Segmentation mask data
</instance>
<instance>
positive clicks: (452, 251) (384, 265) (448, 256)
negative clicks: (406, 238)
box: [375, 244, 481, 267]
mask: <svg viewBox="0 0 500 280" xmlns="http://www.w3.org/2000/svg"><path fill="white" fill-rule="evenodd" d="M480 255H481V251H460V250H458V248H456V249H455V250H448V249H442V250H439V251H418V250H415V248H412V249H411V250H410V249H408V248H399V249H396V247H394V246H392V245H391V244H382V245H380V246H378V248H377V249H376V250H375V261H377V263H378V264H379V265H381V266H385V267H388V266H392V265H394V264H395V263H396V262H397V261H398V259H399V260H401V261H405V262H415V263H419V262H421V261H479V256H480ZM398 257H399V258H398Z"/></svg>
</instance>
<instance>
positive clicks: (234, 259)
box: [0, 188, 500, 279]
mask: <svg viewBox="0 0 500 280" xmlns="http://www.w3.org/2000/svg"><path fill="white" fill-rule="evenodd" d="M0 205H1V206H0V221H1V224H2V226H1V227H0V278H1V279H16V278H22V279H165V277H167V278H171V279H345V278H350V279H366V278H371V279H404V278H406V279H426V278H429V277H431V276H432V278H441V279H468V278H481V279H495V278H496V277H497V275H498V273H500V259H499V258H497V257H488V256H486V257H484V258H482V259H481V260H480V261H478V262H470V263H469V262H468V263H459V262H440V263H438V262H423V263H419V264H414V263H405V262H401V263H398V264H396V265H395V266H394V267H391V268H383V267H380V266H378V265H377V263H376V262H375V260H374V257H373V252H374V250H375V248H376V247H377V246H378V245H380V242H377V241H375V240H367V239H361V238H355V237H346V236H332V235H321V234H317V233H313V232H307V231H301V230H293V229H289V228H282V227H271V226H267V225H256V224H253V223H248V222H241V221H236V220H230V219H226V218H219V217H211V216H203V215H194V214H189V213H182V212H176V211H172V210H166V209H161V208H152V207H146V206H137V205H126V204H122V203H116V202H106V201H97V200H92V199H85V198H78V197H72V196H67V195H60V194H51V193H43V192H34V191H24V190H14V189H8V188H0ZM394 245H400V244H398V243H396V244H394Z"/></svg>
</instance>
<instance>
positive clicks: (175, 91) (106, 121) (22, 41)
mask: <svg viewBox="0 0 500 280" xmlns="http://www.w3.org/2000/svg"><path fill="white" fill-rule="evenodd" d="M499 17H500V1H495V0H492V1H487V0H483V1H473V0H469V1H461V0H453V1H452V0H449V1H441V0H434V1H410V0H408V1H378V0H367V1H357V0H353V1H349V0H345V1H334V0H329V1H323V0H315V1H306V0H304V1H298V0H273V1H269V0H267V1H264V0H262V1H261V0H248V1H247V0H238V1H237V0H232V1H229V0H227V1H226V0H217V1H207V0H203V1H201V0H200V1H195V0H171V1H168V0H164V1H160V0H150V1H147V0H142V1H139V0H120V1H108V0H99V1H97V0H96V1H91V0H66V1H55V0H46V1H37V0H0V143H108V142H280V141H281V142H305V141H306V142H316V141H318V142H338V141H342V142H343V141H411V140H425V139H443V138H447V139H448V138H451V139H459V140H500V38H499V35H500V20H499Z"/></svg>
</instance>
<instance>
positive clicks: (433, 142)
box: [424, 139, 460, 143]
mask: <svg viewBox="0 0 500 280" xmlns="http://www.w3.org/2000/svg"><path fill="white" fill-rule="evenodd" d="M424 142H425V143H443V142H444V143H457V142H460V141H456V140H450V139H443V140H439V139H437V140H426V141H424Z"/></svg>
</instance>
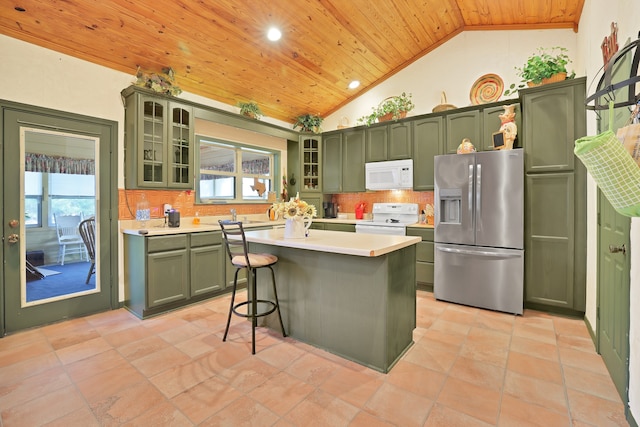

[Work instructions] Return a copy of every line in the records that includes the string "clicks".

[Exercise answer]
positive clicks: (452, 251) (384, 265) (448, 256)
negative clicks: (406, 238)
positive clicks: (234, 259)
positive clicks: (175, 91) (106, 121) (22, 41)
positive clicks: (433, 142)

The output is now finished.